**ACTIVITY:** Look through the data below and report how many lines include "clicks". Only the number should be given.

Dataset items
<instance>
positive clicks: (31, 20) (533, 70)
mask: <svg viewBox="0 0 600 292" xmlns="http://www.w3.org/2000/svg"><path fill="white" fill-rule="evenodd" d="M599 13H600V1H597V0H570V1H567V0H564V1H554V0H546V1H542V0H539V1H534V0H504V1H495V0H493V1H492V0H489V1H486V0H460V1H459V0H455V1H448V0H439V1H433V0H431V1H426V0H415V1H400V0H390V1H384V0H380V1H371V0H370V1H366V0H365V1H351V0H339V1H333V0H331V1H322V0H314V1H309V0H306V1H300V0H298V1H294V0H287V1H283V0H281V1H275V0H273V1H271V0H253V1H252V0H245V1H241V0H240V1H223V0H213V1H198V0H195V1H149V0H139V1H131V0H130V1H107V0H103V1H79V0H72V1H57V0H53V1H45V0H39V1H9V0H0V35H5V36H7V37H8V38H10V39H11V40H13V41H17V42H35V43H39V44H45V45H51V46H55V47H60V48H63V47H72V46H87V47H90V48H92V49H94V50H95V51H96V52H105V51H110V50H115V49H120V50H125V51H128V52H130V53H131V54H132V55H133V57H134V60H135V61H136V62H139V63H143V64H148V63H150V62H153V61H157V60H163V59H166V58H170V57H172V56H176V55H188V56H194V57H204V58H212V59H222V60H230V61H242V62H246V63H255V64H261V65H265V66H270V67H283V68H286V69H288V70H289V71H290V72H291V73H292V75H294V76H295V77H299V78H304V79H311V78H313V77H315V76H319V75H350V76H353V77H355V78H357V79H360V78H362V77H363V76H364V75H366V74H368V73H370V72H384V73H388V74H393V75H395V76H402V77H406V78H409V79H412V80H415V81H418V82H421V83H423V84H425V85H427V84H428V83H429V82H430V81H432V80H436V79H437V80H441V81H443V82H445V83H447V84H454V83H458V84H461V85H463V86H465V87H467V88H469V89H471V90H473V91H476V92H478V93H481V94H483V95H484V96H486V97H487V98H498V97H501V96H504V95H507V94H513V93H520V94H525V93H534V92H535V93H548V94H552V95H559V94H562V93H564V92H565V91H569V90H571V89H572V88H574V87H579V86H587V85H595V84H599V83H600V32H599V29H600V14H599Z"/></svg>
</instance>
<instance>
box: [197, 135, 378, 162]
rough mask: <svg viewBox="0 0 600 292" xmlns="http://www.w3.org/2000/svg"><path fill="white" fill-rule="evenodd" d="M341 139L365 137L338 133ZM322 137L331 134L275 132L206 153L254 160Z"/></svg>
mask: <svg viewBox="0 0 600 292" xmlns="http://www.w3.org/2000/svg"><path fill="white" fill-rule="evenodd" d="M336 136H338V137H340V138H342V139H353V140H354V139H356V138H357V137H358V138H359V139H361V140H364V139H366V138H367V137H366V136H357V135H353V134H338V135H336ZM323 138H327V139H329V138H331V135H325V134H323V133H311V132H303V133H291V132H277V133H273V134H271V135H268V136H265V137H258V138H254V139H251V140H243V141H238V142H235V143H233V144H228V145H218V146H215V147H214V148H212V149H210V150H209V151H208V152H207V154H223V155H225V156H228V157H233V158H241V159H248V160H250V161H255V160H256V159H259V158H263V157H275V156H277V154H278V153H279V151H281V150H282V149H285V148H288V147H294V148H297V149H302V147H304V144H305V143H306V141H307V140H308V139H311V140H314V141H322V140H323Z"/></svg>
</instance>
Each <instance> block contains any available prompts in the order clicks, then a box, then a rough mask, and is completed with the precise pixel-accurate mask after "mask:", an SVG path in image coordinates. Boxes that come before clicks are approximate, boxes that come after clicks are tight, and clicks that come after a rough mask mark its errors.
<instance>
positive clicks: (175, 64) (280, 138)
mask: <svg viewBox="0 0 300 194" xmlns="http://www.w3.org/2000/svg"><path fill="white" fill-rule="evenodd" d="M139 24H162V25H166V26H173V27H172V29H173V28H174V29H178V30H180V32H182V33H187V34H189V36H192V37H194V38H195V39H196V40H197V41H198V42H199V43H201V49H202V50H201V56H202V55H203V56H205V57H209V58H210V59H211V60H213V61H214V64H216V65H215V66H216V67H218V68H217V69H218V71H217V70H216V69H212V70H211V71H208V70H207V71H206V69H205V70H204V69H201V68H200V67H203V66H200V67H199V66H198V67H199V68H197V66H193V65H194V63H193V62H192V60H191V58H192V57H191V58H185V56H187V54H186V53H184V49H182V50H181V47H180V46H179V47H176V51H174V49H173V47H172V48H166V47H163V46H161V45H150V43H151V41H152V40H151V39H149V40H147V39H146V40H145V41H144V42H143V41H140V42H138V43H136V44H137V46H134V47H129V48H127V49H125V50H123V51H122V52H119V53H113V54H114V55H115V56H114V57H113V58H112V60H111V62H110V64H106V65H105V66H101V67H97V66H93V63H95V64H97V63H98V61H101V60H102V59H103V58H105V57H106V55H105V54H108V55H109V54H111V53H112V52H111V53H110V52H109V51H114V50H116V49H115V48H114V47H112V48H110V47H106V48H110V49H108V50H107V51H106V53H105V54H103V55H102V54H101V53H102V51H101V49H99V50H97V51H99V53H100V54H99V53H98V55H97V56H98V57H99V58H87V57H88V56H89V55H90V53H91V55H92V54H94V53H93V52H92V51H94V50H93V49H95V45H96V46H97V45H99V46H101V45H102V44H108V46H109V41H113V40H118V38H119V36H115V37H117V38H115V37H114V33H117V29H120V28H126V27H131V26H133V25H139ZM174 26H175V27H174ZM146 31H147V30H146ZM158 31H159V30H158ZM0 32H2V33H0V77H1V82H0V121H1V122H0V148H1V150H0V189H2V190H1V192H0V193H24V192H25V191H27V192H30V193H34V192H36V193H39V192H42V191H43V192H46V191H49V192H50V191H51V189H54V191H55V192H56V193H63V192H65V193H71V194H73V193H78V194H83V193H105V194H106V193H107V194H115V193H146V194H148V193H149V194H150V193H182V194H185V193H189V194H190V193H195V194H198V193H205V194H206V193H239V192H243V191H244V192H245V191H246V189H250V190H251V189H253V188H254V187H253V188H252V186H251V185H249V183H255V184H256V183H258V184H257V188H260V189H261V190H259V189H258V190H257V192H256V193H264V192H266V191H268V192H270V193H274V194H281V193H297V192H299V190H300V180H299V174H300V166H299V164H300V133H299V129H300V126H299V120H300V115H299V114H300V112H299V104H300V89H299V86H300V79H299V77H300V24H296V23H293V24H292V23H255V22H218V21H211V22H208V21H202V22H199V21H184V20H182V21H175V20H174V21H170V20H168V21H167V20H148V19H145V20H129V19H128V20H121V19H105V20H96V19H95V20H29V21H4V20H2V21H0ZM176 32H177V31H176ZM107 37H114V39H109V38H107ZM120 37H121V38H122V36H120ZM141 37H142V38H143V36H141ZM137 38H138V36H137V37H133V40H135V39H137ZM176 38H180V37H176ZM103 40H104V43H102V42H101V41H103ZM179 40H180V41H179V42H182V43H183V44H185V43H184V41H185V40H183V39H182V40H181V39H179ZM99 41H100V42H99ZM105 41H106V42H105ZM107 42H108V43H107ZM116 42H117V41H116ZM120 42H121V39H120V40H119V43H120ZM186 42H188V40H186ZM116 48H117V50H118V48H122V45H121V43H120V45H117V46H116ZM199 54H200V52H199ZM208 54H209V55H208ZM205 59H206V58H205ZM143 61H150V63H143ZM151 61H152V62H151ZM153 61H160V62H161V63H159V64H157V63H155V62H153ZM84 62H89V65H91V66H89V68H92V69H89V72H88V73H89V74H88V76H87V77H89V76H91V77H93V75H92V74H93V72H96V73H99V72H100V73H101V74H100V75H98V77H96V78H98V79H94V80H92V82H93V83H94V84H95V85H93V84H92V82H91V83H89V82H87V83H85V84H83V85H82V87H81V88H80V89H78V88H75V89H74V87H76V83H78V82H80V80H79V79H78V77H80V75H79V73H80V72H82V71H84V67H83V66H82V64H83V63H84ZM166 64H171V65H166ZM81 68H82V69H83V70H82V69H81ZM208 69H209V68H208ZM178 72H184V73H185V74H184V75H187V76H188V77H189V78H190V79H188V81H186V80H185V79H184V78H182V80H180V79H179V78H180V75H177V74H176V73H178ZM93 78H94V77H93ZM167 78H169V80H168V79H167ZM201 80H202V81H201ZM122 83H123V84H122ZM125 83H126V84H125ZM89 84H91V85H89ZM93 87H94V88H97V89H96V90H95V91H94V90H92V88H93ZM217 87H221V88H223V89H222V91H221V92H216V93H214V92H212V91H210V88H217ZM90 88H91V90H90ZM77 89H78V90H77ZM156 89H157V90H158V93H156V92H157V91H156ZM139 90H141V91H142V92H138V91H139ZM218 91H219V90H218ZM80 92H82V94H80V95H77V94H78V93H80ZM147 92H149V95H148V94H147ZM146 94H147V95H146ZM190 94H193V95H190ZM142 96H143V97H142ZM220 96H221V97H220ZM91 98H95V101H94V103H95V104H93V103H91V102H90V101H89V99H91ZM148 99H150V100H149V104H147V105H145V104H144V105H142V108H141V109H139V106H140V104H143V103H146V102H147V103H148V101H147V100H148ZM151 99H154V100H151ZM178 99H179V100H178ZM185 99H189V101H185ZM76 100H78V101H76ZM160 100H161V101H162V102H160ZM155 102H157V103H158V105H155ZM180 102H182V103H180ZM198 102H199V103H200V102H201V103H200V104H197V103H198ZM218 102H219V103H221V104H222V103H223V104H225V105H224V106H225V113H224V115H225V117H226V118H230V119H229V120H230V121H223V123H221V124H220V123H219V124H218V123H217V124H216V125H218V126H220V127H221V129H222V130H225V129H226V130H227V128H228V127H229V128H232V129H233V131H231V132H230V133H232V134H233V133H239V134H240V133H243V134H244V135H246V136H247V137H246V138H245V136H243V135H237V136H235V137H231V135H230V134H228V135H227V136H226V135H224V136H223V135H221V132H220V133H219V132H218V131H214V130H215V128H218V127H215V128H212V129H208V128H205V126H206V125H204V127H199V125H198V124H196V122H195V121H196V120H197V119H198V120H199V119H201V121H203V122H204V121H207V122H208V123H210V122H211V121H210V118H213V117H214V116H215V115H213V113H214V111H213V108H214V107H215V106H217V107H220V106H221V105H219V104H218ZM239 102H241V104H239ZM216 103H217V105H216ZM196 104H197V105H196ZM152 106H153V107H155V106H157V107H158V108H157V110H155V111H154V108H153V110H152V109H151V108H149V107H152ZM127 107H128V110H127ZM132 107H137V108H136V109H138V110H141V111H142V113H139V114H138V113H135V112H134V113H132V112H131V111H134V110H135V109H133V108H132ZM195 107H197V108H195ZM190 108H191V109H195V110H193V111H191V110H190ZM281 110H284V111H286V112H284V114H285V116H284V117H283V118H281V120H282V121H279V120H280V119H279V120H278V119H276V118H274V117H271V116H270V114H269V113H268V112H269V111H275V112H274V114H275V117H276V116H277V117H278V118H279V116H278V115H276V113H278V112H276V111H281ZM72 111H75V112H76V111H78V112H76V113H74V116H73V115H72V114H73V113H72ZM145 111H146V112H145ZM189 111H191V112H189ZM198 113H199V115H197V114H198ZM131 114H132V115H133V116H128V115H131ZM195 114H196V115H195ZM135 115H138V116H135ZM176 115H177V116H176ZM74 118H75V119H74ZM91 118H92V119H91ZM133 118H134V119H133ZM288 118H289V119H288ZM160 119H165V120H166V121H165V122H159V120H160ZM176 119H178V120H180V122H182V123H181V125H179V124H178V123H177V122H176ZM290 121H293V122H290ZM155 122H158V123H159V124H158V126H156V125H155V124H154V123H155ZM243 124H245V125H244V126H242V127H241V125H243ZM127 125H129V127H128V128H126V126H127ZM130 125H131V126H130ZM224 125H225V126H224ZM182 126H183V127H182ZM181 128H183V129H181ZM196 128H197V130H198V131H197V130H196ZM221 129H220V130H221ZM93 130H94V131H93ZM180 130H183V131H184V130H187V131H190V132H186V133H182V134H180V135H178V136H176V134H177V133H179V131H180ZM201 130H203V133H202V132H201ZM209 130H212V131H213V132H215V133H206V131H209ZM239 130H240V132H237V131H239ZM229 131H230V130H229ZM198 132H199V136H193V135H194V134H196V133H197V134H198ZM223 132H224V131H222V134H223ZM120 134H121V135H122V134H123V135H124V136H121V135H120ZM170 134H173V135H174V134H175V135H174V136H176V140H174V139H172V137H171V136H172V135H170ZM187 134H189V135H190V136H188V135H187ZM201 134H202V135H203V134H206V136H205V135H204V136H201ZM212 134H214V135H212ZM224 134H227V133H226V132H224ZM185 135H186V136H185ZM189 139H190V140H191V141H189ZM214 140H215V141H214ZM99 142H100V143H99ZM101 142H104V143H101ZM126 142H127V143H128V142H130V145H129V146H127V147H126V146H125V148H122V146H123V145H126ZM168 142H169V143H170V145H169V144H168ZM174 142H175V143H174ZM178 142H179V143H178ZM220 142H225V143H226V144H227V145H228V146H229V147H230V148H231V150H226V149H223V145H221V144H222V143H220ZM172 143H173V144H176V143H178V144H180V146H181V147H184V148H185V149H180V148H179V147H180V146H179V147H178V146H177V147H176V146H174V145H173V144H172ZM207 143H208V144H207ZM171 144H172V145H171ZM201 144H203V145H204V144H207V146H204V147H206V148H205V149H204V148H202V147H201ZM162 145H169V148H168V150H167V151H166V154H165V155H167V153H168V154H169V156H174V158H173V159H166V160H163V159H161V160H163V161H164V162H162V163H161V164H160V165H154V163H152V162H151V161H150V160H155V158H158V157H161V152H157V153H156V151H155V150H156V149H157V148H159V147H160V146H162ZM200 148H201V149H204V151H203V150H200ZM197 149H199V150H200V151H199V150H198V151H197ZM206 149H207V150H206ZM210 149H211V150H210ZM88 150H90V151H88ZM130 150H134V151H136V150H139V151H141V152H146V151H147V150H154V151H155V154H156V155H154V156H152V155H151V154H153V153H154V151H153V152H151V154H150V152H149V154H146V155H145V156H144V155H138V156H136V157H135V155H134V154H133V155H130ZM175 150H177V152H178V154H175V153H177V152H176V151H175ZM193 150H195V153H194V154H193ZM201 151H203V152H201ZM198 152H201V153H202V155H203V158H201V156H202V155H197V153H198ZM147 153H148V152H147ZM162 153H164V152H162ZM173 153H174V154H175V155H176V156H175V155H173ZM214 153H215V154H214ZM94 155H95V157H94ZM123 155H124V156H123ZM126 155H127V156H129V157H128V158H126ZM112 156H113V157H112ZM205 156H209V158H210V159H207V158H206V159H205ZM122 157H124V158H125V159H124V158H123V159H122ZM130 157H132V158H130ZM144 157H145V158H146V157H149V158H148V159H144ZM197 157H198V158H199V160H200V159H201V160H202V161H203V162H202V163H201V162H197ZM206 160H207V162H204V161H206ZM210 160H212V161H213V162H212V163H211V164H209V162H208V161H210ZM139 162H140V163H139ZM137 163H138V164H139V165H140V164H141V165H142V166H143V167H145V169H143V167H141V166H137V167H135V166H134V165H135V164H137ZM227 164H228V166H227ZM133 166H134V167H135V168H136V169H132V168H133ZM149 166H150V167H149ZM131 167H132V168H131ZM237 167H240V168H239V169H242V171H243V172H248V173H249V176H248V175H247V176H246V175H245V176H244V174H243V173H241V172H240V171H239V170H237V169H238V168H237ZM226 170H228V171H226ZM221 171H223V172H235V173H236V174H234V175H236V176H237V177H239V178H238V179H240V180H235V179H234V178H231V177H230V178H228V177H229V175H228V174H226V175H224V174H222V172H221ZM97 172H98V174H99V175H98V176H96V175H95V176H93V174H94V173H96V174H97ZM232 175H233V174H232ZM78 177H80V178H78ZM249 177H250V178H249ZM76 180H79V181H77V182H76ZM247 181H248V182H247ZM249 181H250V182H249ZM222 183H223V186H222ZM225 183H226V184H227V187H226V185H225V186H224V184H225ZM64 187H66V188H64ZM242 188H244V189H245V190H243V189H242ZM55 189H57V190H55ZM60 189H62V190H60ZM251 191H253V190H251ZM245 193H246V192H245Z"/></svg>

**EXPECTED OUTPUT:** 3